Given exercise ::
Quote verbatim every line of the entries, starting with the line that contains "Place a point on every instance of the motorcycle" and continuing through the last line of the entries.

Data in this exercise ::
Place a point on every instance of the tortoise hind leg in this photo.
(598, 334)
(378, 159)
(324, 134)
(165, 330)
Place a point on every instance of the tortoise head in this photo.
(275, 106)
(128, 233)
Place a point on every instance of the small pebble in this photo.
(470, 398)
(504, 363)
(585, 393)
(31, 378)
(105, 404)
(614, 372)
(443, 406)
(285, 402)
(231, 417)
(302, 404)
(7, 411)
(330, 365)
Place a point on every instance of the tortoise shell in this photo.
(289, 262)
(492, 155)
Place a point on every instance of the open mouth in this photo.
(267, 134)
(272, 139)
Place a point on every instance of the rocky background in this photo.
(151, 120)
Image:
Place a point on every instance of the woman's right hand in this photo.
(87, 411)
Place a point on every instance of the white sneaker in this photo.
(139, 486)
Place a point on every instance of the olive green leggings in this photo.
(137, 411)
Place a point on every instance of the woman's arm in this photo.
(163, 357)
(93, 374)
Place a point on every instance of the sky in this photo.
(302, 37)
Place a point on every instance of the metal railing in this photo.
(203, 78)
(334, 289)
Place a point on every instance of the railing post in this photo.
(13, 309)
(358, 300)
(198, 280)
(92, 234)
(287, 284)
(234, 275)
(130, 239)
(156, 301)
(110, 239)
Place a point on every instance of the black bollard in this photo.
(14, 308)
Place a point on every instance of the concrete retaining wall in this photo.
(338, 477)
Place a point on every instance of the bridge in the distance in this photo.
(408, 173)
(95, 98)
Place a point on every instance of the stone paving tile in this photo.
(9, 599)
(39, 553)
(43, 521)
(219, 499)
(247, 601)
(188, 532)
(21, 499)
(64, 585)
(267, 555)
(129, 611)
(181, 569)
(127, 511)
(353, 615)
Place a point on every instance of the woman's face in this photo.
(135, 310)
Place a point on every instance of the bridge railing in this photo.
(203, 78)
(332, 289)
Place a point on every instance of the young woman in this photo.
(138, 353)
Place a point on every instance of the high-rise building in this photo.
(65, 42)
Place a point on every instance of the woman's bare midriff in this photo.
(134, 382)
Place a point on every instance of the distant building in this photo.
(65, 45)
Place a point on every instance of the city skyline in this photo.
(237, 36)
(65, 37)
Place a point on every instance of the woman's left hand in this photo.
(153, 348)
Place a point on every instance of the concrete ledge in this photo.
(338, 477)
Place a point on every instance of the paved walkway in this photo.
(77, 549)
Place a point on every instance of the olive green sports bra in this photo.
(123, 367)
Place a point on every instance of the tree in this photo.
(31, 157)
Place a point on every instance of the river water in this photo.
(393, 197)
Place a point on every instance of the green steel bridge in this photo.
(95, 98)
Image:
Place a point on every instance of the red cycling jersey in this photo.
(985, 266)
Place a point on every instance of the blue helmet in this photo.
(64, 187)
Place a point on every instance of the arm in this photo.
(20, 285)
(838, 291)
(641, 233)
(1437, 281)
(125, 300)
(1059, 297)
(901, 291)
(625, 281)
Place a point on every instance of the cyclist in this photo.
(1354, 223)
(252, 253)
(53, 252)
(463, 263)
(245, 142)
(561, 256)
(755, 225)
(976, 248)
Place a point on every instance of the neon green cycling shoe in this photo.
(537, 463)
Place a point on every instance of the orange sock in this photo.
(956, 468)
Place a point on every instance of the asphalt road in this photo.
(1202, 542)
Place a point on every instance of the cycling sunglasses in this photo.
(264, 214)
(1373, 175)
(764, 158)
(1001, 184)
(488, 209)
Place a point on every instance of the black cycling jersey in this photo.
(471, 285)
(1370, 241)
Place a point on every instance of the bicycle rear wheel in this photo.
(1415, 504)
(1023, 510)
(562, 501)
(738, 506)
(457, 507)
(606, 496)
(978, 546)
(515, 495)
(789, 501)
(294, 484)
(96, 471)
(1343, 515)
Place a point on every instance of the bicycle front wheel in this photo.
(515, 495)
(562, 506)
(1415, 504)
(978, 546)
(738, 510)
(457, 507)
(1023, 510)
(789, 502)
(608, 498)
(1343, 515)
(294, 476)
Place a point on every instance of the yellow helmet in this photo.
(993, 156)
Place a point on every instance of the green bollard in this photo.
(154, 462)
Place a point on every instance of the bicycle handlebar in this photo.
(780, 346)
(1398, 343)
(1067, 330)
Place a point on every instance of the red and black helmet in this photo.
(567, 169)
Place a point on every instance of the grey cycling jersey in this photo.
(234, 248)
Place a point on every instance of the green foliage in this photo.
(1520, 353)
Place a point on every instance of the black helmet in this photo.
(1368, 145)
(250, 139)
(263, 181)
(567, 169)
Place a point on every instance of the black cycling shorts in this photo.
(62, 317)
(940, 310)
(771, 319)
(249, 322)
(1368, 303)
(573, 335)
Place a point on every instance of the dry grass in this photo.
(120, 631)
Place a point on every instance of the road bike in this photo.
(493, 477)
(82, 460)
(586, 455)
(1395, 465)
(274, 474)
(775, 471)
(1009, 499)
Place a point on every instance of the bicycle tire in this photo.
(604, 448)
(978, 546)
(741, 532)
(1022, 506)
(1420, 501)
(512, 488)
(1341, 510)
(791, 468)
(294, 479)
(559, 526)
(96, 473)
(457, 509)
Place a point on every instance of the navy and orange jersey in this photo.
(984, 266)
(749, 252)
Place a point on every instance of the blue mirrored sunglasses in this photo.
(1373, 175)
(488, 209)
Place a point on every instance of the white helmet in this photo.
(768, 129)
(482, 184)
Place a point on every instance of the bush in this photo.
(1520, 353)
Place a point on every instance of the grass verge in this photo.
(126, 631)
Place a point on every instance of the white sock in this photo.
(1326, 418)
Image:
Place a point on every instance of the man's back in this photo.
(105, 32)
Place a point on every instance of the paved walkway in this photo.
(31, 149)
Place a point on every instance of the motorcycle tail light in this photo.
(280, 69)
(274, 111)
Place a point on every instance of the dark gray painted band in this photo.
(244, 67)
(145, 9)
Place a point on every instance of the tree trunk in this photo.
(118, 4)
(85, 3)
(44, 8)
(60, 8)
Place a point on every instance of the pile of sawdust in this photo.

Exercise output ::
Place a point on every instance of the motorcycle tail light in this photo.
(280, 69)
(274, 111)
Place a point on every instance of the dark gray painted band in this photo.
(244, 67)
(145, 9)
Place a point on every instance of the tree trunk in this photo.
(118, 4)
(85, 3)
(44, 8)
(60, 8)
Place a point on every instance of the pile of sawdust in this photo.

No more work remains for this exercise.